In the records below, some lines hold the word "building". Copy each of those lines.

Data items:
------------------------------------------------

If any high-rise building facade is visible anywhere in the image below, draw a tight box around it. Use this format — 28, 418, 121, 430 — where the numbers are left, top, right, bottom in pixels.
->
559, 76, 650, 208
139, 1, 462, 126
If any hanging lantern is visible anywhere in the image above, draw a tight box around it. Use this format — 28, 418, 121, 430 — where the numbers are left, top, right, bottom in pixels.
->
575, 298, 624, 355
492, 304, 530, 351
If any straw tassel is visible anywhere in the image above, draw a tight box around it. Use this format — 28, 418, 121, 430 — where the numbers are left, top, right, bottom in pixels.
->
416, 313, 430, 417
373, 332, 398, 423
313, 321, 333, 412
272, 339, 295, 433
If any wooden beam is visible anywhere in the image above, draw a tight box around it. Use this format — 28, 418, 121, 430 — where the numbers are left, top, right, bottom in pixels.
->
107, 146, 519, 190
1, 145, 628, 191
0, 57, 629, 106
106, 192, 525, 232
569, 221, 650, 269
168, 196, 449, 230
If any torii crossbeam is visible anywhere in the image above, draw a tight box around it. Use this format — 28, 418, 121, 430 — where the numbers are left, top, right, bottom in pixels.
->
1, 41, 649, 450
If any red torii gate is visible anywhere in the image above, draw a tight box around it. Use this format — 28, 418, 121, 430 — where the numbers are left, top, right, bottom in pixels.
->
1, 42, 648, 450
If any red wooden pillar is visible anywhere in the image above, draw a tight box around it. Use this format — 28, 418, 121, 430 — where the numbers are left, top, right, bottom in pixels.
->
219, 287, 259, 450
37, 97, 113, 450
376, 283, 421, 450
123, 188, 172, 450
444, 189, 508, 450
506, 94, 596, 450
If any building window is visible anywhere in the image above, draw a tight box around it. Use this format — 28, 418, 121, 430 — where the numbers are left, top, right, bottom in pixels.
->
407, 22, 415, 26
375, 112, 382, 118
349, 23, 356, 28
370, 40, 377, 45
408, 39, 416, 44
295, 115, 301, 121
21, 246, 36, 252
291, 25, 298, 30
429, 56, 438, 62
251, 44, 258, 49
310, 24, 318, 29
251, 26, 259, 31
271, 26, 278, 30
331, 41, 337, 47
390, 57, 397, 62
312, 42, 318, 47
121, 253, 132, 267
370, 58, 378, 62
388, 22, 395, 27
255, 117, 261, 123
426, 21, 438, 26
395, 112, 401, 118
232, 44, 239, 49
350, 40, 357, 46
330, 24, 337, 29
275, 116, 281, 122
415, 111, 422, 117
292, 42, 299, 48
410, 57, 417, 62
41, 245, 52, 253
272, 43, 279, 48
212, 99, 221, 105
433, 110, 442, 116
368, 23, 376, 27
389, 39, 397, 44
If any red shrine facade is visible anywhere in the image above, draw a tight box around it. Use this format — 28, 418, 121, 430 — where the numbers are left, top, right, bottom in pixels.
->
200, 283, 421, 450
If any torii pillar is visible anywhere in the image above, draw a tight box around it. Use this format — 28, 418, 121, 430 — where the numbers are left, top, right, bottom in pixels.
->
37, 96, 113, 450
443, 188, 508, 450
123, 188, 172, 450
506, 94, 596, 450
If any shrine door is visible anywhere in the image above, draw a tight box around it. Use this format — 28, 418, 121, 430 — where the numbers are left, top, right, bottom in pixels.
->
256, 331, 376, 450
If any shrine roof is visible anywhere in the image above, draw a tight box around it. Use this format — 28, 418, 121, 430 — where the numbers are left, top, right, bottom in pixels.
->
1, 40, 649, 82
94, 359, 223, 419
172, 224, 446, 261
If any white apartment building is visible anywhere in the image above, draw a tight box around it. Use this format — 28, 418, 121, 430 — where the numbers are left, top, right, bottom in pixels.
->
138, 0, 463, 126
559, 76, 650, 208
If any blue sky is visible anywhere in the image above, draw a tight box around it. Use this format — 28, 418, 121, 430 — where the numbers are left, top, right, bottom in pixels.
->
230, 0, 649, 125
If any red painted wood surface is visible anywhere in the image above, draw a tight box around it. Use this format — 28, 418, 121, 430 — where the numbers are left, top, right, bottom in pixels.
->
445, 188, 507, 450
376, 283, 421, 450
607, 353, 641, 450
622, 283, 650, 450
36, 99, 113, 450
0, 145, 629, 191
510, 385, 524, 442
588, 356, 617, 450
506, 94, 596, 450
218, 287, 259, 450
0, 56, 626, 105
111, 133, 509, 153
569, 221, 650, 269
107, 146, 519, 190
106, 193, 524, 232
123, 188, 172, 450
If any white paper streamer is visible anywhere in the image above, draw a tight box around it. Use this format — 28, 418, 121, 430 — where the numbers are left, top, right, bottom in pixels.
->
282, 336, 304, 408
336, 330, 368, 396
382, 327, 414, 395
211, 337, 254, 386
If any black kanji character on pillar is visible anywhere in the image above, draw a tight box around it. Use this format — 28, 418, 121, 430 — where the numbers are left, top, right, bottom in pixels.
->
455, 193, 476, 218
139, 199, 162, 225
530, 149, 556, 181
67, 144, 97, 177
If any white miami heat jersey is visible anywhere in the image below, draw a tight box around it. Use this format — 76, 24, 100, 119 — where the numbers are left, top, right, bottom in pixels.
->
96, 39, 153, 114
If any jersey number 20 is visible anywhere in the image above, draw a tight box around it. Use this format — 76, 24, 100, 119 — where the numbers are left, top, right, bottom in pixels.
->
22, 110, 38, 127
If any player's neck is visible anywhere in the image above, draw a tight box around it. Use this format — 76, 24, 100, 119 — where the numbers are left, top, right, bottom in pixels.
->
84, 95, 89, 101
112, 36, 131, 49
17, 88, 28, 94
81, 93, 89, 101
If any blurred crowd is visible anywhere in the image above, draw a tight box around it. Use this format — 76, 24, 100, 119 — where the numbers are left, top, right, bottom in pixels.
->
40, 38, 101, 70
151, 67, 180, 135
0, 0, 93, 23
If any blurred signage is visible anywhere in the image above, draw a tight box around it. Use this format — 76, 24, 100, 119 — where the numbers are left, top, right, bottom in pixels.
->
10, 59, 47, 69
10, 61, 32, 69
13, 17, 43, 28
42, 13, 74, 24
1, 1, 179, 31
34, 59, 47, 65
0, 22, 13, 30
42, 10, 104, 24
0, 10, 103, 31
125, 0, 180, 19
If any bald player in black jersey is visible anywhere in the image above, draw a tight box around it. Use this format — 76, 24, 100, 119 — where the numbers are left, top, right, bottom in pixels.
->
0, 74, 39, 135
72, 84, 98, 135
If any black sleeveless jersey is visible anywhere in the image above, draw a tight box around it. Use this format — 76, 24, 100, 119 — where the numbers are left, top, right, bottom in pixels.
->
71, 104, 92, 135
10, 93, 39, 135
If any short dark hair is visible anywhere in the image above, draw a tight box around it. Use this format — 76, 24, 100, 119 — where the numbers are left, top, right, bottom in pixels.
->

------------------------------------------------

Output of the task:
If any high-rise building facade is visible anywhere in the image below, draw a tight box around it. Use this format — 28, 418, 121, 430 — where the numbers are left, top, right, bottom in pixels.
If any building window is visible anywhere in the image above, draw a tight box around it. Use this format — 28, 418, 121, 430 — where the numbers are left, top, right, bottom in pixels.
If any white apartment building is visible anywhere in the image above, draw a tight box around it. Use this format — 28, 418, 121, 430 — where the numbers are left, top, right, bottom in pixels.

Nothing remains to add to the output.